Work instruction
Where an entry below contains an image, skip the image and reproduce the rest exactly.

** Records for this exercise follows **

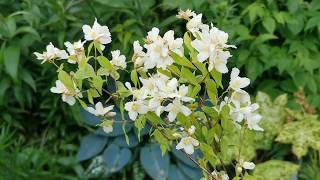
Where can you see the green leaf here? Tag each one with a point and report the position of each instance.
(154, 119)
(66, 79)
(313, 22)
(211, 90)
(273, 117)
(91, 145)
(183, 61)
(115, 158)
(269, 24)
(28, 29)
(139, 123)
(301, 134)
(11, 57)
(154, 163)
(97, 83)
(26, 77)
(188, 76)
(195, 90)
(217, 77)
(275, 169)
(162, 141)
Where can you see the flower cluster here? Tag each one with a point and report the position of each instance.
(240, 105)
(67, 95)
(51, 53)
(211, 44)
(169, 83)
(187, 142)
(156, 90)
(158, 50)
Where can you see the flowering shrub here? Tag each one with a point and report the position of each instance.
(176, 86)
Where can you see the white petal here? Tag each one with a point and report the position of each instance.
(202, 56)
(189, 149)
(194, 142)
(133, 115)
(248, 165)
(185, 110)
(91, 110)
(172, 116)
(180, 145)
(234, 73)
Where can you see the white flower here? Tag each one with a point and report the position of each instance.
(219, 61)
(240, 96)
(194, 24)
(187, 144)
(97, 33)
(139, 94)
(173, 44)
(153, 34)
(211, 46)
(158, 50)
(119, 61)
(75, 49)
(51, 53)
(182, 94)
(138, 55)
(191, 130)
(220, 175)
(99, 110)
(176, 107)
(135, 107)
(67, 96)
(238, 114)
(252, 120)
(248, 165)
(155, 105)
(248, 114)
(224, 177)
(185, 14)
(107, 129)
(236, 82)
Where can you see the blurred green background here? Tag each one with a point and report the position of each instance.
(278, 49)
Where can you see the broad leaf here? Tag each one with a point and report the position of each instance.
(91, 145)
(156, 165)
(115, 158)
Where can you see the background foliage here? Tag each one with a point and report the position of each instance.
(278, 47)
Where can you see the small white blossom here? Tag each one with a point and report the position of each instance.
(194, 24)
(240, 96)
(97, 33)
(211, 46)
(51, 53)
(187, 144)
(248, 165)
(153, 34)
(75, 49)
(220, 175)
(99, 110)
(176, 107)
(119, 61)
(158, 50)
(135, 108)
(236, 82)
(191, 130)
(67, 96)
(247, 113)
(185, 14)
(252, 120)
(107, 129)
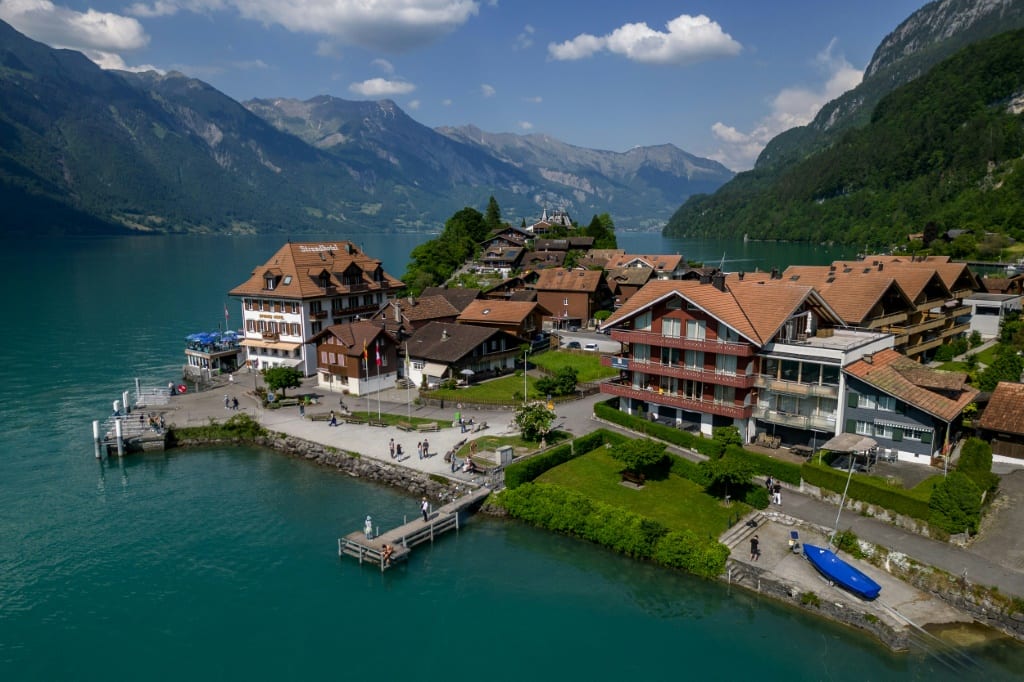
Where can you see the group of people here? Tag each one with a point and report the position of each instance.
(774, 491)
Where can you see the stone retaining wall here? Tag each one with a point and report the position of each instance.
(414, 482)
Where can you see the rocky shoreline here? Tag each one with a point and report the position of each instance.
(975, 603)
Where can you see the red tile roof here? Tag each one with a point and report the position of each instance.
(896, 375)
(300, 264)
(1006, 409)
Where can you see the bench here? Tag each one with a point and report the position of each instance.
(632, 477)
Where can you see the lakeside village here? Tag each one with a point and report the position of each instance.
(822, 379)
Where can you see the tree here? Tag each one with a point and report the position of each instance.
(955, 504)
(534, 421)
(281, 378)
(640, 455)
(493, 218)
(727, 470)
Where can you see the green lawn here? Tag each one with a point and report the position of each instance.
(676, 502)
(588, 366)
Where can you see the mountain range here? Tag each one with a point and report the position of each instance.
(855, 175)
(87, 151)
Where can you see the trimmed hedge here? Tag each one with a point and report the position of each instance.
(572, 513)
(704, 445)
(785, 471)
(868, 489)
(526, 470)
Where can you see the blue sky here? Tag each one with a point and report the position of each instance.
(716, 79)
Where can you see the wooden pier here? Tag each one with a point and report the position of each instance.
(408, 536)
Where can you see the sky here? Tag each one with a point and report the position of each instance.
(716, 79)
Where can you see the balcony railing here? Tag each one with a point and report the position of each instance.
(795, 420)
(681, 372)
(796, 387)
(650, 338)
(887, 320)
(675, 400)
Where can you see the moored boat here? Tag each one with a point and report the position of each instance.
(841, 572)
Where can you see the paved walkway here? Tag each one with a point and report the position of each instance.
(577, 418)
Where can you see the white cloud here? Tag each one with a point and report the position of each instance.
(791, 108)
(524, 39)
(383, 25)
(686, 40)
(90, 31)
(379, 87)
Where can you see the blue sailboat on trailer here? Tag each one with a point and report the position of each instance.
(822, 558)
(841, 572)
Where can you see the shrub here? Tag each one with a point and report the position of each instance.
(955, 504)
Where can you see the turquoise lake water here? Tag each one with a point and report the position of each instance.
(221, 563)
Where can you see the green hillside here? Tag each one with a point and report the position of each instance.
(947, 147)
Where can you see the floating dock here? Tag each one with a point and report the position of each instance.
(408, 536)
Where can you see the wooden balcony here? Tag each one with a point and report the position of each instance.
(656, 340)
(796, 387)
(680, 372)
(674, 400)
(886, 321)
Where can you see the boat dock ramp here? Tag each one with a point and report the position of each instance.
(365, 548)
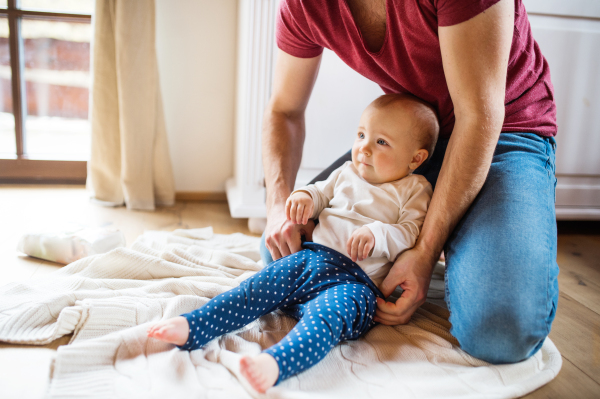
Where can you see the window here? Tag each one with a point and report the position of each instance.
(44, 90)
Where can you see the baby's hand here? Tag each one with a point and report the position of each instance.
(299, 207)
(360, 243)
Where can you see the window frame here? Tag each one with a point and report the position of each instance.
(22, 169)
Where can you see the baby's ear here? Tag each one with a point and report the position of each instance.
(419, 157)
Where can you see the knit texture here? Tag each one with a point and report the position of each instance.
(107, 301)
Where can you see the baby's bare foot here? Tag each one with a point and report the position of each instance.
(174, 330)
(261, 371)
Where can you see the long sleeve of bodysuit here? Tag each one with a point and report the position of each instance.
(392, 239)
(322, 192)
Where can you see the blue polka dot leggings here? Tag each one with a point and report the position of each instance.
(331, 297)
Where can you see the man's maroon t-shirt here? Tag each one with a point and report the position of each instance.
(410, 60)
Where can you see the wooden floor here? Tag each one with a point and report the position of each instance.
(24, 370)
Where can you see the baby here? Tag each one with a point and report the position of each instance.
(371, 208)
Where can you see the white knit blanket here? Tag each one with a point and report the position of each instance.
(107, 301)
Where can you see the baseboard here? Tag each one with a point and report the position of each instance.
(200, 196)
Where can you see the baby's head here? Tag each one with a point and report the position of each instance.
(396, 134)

** End of Records for this exercise **

Exercise result
Where can you see the green leaf here? Tag each one with a point and report the position of each instance.
(154, 119)
(66, 79)
(313, 22)
(211, 90)
(273, 117)
(91, 145)
(183, 61)
(115, 158)
(269, 24)
(28, 29)
(139, 123)
(301, 134)
(11, 57)
(154, 163)
(97, 83)
(26, 77)
(188, 76)
(195, 90)
(217, 77)
(275, 169)
(162, 141)
Where can you see the flower cluster here? Tag each one with a point and report the position of each instance.
(240, 105)
(67, 95)
(51, 53)
(211, 44)
(169, 83)
(187, 142)
(156, 90)
(158, 50)
Where can you see the flowering shrub here? Tag each one with a point and report the position of each instance.
(176, 86)
Where can you see the white petal here? Tag each one with a point and report the position of each instance.
(202, 56)
(189, 149)
(194, 142)
(133, 115)
(248, 165)
(185, 110)
(91, 110)
(172, 116)
(180, 145)
(234, 73)
Where can you see the white flower here? Tag each one with a point and report the position of each instance.
(219, 61)
(240, 96)
(194, 24)
(187, 144)
(97, 33)
(139, 94)
(173, 44)
(153, 34)
(211, 46)
(158, 50)
(119, 61)
(75, 49)
(51, 53)
(182, 94)
(138, 55)
(191, 130)
(220, 175)
(99, 110)
(176, 107)
(135, 107)
(67, 96)
(238, 114)
(252, 120)
(248, 165)
(155, 105)
(248, 114)
(224, 177)
(185, 14)
(107, 129)
(236, 82)
Where can you see the blurred green background here? Tag each one with a point and report the position of each instance.
(278, 49)
Where can you see the broad leaf here? Tag each one with a point and report the position of each instance.
(91, 145)
(156, 165)
(115, 158)
Where can you see the background foliage here? Tag each one with a point and report the position of each instance.
(278, 47)
Where can you see the small white blossom here? Tag each one with a point and report the position of each instance.
(194, 24)
(240, 96)
(97, 33)
(211, 46)
(51, 53)
(187, 144)
(248, 165)
(153, 34)
(75, 49)
(220, 175)
(99, 110)
(176, 107)
(119, 61)
(158, 50)
(135, 108)
(236, 82)
(191, 130)
(67, 96)
(247, 113)
(185, 14)
(252, 120)
(107, 129)
Where can you see the group of people here? Tag each one with a point and report the position of each instance.
(774, 491)
Where can you see the stone retaining wall here? Tag each one with a point and report the position of each instance.
(414, 482)
Where can you see the rocky shoreline here? Tag each one with a point and report the position of each instance.
(975, 603)
Where can you see the red tile roof here? Tag each one with a point and report the position of each instance.
(896, 375)
(300, 264)
(1006, 409)
Where can you see the bench here? Tag each one with a point and report the position of each instance.
(632, 477)
Where can you see the lakeside village here? Tag each one with a point and report the position of each instance.
(822, 379)
Where can you see the tree here? Tag each one with a point and report the position of each instance.
(955, 504)
(534, 421)
(281, 378)
(640, 455)
(493, 218)
(727, 470)
Where can you see the green lawn here? Tag each one with a point and report the position of each instance.
(676, 502)
(588, 366)
Where can you see the mountain range here? Tag each one with a point and report the position of each instance.
(855, 175)
(87, 151)
Where can you see the trimmed hedge here? Tag each one with a point and report the position of each instance.
(572, 513)
(704, 445)
(785, 471)
(868, 489)
(526, 470)
Where can you see the blue sky here? Tag each one with a point and report the position of each instance.
(716, 79)
Where can you see the wooden pier here? Tag each one with a point and report the position of each instance.
(408, 536)
Where can you see the sky here? Tag each one with a point and report the position of each instance.
(716, 79)
Where can you see the balcony railing here? Tag each one with a point and report the position of each instance.
(795, 420)
(681, 372)
(796, 387)
(650, 338)
(887, 320)
(675, 400)
Where can you see the moored boat here? Tag each one with a point and report the position of each instance.
(841, 572)
Where can you see the paved walkway here? Tag each one with a point and report the position of each instance.
(577, 418)
Where can you see the white cloud here? Tag each one with a point and report the position of each instance.
(791, 108)
(524, 39)
(383, 25)
(686, 40)
(90, 31)
(379, 87)
Where can you see the blue sailboat on trailer here? Tag each one with a point and report the position of each instance.
(822, 558)
(841, 572)
Where can you see the shrub here? Tag each one with a point and report the position of each instance.
(955, 504)
Where can you see the turquoise lake water here? Tag each one with a point and report the position of each instance.
(221, 563)
Where can you see the green hillside here? Tag each one with a point and report the position of each instance.
(947, 147)
Where can you see the floating dock here? Tag each one with a point and report the position of each instance.
(408, 536)
Where can you see the wooden balcony here? Tag each one with a point and report the position of each instance.
(656, 340)
(796, 387)
(680, 372)
(674, 400)
(886, 321)
Where can you see the boat dock ramp here? Tag each one with a point and report the position of each instance.
(365, 548)
Where can you see the window here? Tag each one with a point and report the position of each instance.
(44, 90)
Where can you see the baby's hand here? Tag each one with a point and report the position of each instance.
(299, 207)
(360, 243)
Where can you see the window frame here? Tag each one with a point and report the position of each instance.
(22, 169)
Where can you see the baby's ear here? Tag each one with a point and report the position of each instance.
(419, 157)
Where can you see the knit texture here? Tag each one with a point and report the position of each instance.
(107, 301)
Where can you see the baby's bare foot here? Tag each one with a point and report the position of each instance.
(174, 330)
(261, 371)
Where can you see the long sleeve of bodysuit here? Tag each one with a point and report the position of each instance.
(392, 239)
(322, 192)
Where can you see the blue polka dot leggings here? Tag each one with a point and report the position of each instance.
(331, 297)
Where can you see the man's maroon t-shirt here? Tag each one with a point and report the position of each instance.
(410, 60)
Where can you see the wooden floor here? Tag each one with a point and report the position of each instance.
(24, 370)
Where can you see the baby here? Tag each one with a point and report the position of each instance.
(371, 208)
Where can you see the white knit blanket here? Tag each one with a point and report the position of each instance.
(107, 301)
Where can you see the baseboard here? Tag each one with a point and report the position of each instance.
(200, 196)
Where can you see the baby's head here? Tag each one with a point and report the position of each instance.
(396, 134)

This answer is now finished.